* begin Excerpt provided *
Department of Transportation v. Zabel, 47 Ill. App. 3d 1049 (1977)

March 16, 1977 · Illinois Appellate Court · No. 76-138
47 Ill. App. 3d 1049

THE DEPARTMENT OF TRANSPORTATION, Petitioner-Appellant, v. FRED ZABEL, JR., et al., Defendants-Appellees.

Third District

No. 76-138

Opinion filed March 16, 1977.

Rehearing denied May 24, 1977.

William J. Scott, Attorney General, of Chicago (Thomas R. Judd and Roy E. Frazier, Jr., Assistant Attorneys General, of counsel), for appellant.

*1050Roger B. Gomien, of Dwight, and Robert H. Adcock, of Morris, for appellees.

Mr. JUSTICE BARRY

delivered the opinion of the court:

This is the second appeal taken by the Department of Transportation from judgments of the Circuit Court of Grundy County in an eminent domain action involving the same property. After a directed verdict in favor of the defendants, the petitioner is seeking a new trial because of the trial court’s rulings to exclude certain appraisal testimony during the trial.
* end Excerpt provided *
** Goal of the exercise **
In the court opinion, rewrite everything from "delivered the opinion" down to "during the trial.", changing "trial" to "hearing".
* begin Dataset extract *
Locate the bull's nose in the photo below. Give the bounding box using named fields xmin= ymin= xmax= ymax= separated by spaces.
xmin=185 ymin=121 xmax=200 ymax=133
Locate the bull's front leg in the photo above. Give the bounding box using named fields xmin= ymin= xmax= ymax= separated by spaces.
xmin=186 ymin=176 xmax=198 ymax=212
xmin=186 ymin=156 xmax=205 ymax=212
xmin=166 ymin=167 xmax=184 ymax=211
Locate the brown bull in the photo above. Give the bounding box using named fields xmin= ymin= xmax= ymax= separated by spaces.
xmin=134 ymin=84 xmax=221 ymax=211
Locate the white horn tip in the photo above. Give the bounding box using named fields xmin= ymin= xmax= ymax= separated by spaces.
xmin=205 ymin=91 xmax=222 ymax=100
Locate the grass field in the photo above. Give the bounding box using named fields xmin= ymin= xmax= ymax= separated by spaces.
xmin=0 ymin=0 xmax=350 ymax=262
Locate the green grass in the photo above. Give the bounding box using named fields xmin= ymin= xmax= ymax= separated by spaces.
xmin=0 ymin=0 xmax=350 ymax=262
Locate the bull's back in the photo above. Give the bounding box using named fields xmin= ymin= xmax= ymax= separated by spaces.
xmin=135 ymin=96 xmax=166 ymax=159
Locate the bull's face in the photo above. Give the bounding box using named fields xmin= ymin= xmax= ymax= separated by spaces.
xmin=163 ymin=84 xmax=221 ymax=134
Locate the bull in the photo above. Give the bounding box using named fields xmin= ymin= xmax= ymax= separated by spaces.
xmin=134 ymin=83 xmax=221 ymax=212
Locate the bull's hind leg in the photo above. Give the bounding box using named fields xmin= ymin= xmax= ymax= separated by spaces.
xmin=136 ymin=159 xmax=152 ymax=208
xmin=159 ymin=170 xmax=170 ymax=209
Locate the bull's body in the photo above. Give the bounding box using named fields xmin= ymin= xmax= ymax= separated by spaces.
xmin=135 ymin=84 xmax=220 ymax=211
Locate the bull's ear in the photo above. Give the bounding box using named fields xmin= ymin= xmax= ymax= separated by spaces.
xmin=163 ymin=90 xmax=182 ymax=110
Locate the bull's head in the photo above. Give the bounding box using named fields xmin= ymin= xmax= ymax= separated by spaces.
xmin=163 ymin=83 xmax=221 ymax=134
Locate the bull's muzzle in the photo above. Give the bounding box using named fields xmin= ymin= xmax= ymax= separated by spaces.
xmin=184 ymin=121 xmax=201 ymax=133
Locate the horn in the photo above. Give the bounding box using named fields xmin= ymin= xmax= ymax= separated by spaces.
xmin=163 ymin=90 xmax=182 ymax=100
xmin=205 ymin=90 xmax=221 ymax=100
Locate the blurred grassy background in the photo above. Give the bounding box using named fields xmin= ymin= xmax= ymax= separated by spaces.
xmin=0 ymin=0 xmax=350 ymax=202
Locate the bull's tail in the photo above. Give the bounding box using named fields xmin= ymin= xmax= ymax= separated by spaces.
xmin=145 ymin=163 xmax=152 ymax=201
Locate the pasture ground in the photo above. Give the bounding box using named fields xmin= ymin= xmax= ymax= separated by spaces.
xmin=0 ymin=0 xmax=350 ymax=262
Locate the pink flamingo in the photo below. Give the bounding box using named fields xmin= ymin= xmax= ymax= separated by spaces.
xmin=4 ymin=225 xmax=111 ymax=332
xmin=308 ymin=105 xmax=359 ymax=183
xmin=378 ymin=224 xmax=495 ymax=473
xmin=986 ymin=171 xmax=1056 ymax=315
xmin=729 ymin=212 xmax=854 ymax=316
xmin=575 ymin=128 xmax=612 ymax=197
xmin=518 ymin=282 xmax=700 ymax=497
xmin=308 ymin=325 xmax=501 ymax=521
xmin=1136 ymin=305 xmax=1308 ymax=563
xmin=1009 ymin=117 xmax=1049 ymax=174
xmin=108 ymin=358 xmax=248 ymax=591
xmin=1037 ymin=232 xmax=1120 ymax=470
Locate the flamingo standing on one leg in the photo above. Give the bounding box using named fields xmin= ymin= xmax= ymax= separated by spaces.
* end Dataset extract *
** Answer to the problem **
delivered the opinion of the court:

This is the second appeal taken by the Department of Transportation from judgments of the Circuit Court of Grundy County in an eminent domain action involving the same property. After a directed verdict in favor of the defendants, the petitioner is seeking a new hearing because of the hearing court’s rulings to exclude certain appraisal testimony during the hearing.